Items from a dataset:
■ ■ ■

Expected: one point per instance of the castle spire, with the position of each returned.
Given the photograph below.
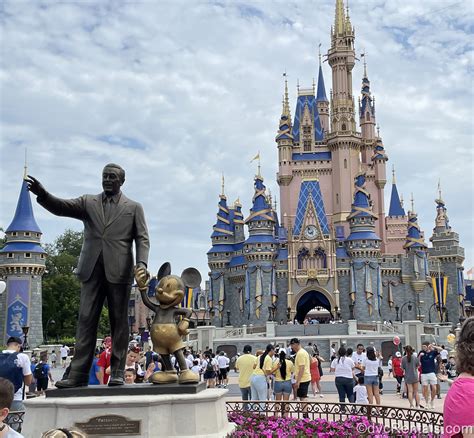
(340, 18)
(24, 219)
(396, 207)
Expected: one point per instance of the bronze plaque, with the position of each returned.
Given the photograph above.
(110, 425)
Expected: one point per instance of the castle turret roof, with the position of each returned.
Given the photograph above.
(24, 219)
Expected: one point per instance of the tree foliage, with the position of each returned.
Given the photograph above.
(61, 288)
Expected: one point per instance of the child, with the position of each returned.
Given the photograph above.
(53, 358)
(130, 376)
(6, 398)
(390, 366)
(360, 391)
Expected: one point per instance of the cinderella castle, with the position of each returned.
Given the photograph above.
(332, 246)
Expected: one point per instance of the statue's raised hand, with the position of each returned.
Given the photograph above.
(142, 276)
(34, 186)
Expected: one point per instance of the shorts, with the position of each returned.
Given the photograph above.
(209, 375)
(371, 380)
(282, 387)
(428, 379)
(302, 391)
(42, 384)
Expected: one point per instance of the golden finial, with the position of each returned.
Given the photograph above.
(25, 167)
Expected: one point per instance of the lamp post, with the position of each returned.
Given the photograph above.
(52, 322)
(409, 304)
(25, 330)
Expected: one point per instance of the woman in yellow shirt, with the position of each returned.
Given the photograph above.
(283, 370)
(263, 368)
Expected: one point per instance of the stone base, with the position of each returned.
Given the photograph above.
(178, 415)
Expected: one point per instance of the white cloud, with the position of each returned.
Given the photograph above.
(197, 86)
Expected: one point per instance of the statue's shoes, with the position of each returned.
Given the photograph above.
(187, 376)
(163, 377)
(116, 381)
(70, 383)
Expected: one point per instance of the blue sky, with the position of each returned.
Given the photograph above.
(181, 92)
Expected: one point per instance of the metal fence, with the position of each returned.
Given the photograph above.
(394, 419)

■ ■ ■

## [What is required]
Out of the records above, pull the lines that include the word "statue".

## [Answer for the task]
Expected: one point per instance of the statue's raised hand, with the position of each returned.
Expected: one point per instance of the statue's shoes, with the position of each returned.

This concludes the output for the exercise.